From the faculty discoveries text below, list every term that is followed by an explanation in parentheses, and give each term with its explanation.

TEXT UNDER STUDY:
==========

#bestdiscoveries2013

CBS faculty weigh in on the coolest discoveries of the past year.

 

"I'd say the coolest scientific discoveries this year would fall into a broad category of planetary science and the possibility of exobiology (the study of life on other worlds). Several different groups have been discovering dozens of "exoplanets" (planets outside our solar system) across the galaxy, and a recent discovery of water vapor plumes coming from Europa (a moon orbiting Jupiter) shows that liquid water does, in fact, exist there. This shows us that there are real worlds outside our own in the cosmos, and I am willing to bet that there is biology happening on some of them. It will take decades, but it's time we started to look for life out there. Today's CBS students are learning about life on earth. Who knows, maybe in the future, they will be exploring the life of other planets too?"

- Professor Jon Foley (Ecology, Evolution and Behavior/Institute on the Environment)

"My favorite paper in a long while was published about one year ago, it dealt with the issue of how a bacterium can select needed phosphate from an environment in the midst of high arsenate (a toxin) concentrations."

==========

SOURCE INFORMATION:

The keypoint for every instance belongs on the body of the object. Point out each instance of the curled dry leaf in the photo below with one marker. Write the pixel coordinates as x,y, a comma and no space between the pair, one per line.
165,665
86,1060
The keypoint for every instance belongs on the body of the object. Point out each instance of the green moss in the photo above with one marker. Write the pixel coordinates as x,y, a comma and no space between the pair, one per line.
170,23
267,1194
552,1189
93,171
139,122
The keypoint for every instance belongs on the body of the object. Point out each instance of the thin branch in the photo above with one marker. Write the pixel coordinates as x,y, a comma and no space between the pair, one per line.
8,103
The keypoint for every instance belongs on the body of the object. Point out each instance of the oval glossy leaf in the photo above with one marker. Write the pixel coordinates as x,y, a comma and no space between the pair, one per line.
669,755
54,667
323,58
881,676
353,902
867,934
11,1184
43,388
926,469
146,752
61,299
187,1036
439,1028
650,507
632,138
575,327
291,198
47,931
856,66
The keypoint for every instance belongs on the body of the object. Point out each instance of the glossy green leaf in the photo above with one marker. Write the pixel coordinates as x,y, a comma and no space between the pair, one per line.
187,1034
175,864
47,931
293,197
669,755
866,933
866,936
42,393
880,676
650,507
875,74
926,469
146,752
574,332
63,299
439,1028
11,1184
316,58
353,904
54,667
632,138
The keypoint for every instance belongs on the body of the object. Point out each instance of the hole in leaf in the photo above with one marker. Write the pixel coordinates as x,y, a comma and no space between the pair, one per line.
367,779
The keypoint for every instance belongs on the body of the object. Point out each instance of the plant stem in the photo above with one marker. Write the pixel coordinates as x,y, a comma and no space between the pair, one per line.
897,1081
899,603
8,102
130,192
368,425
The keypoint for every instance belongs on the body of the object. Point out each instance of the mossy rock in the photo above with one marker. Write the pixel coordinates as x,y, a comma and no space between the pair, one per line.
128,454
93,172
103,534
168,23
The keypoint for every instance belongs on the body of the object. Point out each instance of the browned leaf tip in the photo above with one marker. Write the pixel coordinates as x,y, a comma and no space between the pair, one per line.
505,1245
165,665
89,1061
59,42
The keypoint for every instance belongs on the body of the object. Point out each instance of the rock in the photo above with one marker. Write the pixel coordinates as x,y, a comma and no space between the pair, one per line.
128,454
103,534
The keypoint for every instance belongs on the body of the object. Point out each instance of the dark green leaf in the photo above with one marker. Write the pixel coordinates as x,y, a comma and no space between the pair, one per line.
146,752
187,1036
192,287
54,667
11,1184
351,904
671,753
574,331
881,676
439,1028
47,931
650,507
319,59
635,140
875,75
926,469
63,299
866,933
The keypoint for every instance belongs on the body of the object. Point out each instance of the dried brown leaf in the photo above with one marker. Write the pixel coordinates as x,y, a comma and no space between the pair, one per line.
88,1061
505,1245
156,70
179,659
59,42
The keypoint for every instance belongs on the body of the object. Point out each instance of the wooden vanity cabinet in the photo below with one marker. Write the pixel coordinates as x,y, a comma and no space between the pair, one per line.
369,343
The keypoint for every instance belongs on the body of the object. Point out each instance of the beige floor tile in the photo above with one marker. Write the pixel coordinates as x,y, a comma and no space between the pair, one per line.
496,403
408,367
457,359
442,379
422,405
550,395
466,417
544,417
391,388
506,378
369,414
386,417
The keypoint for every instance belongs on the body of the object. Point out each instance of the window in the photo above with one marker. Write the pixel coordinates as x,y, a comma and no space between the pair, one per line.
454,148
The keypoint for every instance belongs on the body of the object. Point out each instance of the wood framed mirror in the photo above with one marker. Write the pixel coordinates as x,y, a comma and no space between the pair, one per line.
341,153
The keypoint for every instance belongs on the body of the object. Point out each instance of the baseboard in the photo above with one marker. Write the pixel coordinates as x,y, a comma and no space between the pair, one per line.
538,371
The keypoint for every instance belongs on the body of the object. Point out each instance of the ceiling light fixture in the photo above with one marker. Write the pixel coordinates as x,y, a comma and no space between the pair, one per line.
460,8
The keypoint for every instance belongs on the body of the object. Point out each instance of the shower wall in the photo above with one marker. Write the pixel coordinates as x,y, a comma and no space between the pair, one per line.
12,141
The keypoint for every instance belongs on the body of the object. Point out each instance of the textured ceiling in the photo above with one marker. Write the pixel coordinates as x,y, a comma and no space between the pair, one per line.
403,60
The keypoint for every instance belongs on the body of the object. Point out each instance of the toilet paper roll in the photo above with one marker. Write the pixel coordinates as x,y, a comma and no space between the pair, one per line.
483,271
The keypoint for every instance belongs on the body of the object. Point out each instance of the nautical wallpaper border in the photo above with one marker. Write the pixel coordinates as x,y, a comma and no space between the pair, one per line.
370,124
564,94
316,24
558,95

==========

OUTPUT:
- exobiology: the study of life on other worlds
- exoplanets: planets outside our solar system
- Europa: a moon orbiting Jupiter
- arsenate: a toxin